++++ RECORDS FOR THIS EXERCISE
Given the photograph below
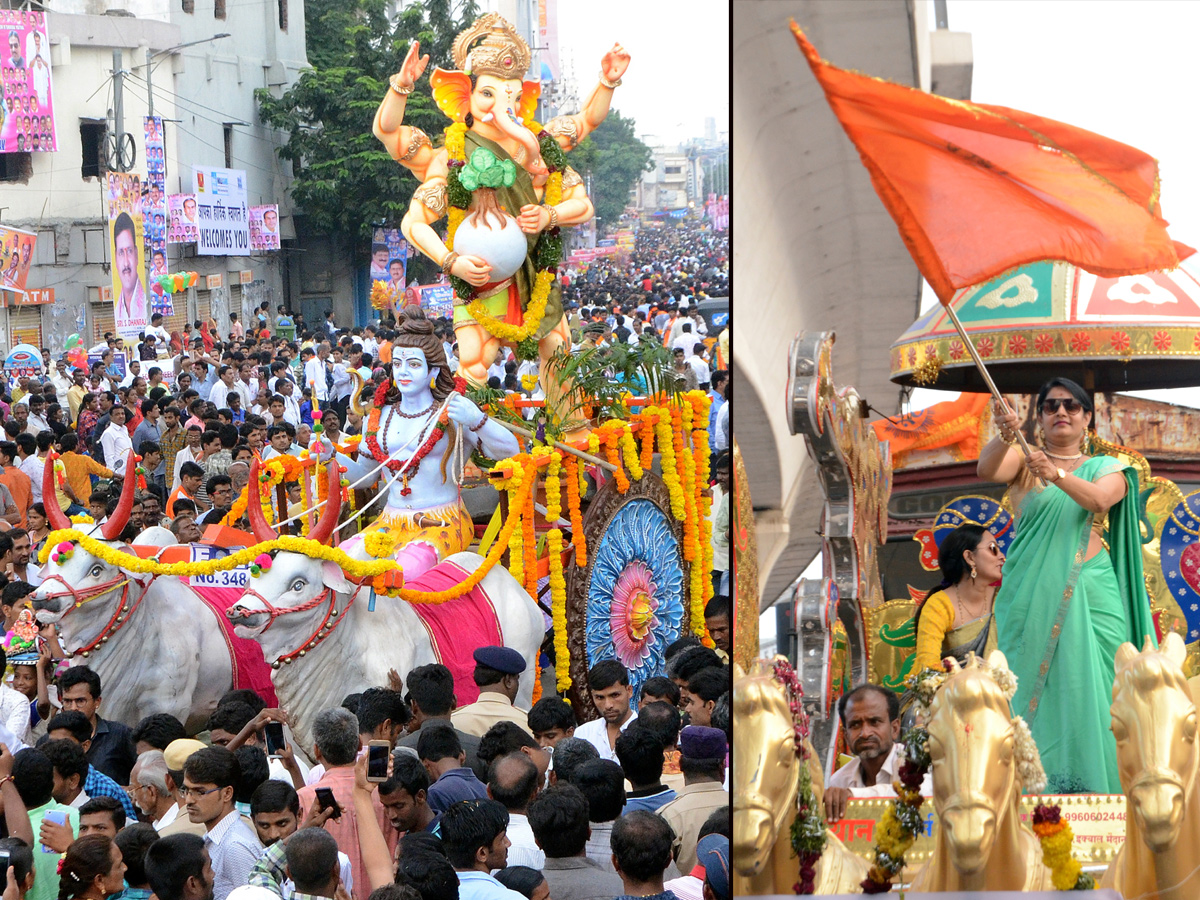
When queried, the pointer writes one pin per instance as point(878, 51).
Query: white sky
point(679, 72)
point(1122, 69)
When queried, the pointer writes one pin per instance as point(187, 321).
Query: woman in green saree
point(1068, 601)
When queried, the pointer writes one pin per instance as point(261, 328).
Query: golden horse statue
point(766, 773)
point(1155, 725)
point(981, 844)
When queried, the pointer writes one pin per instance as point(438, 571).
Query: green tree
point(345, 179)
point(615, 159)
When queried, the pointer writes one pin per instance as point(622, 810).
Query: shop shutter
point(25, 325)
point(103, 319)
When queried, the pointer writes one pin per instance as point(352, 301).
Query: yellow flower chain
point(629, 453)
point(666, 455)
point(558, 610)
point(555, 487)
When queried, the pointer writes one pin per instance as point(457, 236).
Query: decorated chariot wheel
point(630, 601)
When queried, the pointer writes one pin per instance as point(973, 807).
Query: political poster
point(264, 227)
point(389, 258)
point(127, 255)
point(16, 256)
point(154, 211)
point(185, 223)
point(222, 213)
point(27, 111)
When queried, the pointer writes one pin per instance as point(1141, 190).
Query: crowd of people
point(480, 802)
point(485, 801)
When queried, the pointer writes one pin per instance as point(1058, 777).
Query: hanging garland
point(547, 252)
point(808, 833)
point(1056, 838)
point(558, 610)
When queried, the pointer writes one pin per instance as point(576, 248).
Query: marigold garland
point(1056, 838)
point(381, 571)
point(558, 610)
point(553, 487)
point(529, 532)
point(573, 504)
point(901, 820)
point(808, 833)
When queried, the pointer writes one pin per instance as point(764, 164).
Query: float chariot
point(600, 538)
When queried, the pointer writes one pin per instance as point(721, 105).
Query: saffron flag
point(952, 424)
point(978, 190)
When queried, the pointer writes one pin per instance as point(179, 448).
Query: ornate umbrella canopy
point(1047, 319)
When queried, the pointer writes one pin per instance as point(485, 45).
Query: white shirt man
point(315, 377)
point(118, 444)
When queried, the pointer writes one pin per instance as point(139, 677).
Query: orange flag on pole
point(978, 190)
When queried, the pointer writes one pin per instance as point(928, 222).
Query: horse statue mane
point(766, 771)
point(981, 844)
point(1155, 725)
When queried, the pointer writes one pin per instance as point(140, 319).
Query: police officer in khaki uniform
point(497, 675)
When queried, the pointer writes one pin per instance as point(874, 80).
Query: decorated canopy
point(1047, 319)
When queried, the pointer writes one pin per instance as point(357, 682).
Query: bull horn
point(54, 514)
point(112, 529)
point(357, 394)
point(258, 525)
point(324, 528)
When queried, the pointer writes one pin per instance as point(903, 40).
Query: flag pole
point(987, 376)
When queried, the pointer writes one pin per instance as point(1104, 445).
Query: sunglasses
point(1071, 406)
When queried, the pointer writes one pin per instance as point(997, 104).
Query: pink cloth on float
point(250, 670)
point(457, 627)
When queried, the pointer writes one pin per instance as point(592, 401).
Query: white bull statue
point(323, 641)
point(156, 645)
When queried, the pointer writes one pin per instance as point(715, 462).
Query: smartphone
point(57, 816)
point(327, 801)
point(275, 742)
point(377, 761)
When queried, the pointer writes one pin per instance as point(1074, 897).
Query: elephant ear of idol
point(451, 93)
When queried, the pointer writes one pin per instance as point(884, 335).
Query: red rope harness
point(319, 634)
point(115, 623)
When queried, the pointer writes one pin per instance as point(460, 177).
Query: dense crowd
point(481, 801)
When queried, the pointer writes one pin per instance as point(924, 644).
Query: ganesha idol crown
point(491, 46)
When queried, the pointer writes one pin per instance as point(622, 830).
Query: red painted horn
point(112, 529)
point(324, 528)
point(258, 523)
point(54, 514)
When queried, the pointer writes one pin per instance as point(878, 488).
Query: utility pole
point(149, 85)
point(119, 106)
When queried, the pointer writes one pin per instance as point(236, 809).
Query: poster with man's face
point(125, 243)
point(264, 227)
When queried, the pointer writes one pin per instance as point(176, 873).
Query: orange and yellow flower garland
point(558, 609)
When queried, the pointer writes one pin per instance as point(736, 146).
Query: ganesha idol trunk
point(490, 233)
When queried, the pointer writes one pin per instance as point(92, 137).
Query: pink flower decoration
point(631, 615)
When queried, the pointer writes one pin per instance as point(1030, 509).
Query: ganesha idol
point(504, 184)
++++++++
++++ RECORDS FOR THIS EXERCISE
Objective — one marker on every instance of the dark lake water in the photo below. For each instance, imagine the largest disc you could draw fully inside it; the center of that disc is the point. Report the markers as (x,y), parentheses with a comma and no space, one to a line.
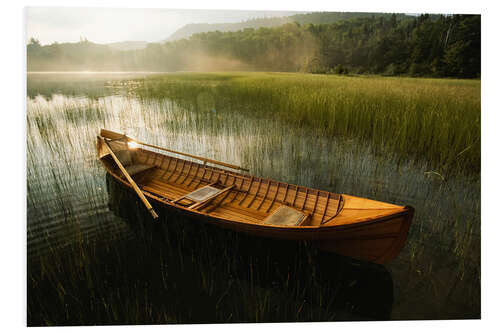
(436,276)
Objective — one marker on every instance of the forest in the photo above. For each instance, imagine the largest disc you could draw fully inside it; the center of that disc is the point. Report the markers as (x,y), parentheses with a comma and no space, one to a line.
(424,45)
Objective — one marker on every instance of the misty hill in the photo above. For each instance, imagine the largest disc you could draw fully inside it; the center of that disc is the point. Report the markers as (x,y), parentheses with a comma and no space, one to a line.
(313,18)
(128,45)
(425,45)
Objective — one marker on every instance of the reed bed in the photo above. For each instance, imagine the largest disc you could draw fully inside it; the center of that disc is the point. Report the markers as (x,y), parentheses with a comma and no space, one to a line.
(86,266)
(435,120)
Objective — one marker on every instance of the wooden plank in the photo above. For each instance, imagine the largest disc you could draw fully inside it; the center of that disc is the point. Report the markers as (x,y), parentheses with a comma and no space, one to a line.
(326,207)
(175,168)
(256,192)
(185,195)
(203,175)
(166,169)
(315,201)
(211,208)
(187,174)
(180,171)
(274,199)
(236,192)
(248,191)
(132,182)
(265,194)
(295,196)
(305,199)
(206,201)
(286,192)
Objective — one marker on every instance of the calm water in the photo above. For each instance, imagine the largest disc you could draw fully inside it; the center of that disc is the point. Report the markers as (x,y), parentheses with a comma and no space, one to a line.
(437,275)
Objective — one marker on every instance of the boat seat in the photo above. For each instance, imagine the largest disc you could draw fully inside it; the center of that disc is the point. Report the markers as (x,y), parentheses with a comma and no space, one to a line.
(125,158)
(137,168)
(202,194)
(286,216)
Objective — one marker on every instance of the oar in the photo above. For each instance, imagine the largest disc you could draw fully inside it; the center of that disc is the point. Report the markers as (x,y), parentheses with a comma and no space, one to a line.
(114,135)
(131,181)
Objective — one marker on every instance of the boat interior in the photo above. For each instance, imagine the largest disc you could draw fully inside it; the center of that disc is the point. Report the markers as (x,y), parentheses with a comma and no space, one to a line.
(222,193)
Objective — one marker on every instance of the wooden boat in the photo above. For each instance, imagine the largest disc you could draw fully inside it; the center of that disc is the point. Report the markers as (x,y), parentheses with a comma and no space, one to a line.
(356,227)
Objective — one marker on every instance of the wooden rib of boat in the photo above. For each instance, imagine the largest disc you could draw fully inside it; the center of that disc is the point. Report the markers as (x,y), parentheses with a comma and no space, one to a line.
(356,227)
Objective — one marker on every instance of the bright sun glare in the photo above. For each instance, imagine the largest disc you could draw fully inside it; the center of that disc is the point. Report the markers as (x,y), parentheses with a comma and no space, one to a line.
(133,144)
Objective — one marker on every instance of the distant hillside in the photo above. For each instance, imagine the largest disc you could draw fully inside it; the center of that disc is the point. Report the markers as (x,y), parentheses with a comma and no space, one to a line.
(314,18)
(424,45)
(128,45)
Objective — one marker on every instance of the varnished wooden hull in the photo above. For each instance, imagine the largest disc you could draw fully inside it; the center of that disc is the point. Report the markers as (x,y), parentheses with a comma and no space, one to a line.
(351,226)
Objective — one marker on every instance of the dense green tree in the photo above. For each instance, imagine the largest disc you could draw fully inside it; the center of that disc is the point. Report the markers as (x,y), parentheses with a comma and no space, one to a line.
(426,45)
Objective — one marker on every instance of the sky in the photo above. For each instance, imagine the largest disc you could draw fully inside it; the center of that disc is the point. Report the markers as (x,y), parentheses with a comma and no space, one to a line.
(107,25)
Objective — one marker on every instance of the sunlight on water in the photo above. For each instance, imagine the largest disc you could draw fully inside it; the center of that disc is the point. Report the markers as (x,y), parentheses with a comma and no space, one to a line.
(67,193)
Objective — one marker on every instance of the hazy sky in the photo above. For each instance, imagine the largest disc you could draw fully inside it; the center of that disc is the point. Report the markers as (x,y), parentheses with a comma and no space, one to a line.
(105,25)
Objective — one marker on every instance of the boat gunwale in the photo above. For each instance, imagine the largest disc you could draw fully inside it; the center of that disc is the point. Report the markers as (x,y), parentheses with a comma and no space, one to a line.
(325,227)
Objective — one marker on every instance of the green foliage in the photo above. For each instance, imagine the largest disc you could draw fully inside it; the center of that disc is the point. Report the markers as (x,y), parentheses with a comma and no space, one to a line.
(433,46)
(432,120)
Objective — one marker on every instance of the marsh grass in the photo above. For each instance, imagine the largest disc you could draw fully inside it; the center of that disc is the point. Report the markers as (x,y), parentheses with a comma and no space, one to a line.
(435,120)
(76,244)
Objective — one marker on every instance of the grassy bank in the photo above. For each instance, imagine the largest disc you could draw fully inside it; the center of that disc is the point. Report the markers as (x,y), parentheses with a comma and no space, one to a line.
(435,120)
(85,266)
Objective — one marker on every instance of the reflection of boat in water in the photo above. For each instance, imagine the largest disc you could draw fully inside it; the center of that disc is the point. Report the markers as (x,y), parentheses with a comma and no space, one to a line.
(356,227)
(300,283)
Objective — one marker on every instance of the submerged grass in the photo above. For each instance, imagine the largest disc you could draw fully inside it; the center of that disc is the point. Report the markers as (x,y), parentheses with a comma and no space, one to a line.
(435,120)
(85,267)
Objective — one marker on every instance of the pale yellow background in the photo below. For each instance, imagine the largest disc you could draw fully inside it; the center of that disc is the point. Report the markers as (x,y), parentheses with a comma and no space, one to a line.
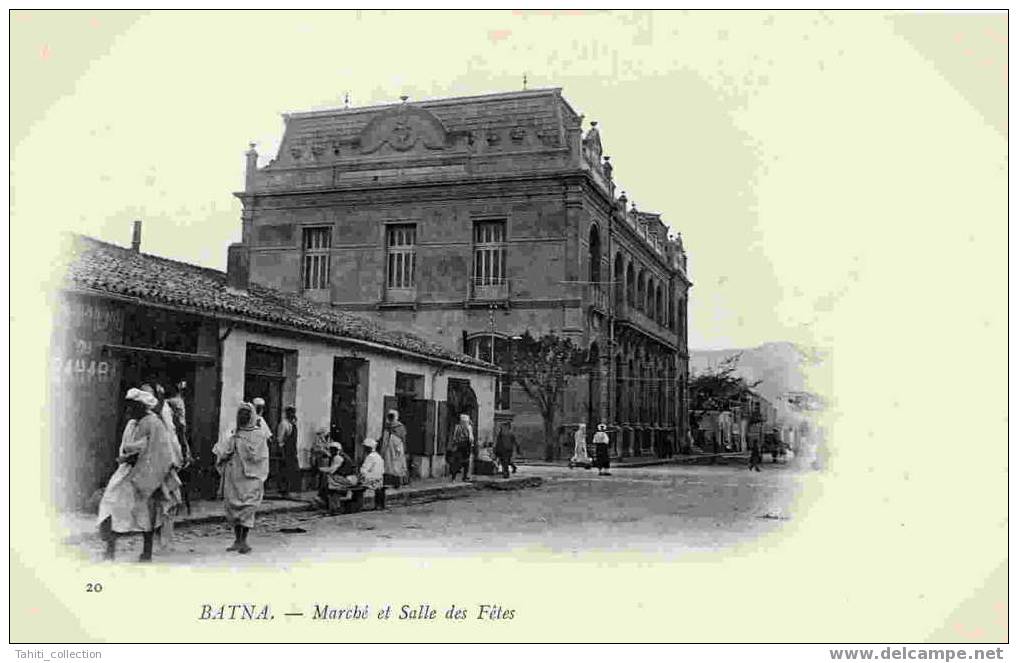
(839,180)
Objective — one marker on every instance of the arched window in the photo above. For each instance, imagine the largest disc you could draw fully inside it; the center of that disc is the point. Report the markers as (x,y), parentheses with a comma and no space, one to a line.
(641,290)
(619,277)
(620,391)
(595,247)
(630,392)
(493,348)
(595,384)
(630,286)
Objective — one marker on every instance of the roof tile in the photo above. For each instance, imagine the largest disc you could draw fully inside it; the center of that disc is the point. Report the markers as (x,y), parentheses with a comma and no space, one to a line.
++++++++
TRY IT.
Taking the entries above, write out exactly each line from the one holding "Query: orange flag on pole" to the one holding "as point(874, 80).", both included, and stop there.

OUTPUT BELOW.
Query: orange flag on pole
point(978, 190)
When queried, the pointer writes one pin per instance as point(928, 222).
Query: horse statue mane
point(766, 771)
point(981, 844)
point(1155, 725)
When queried, the pointer writes one pin per instance as point(140, 319).
Query: police officer in khaki uniform
point(497, 675)
When queried, the pointer writes one pin per instance as point(874, 80).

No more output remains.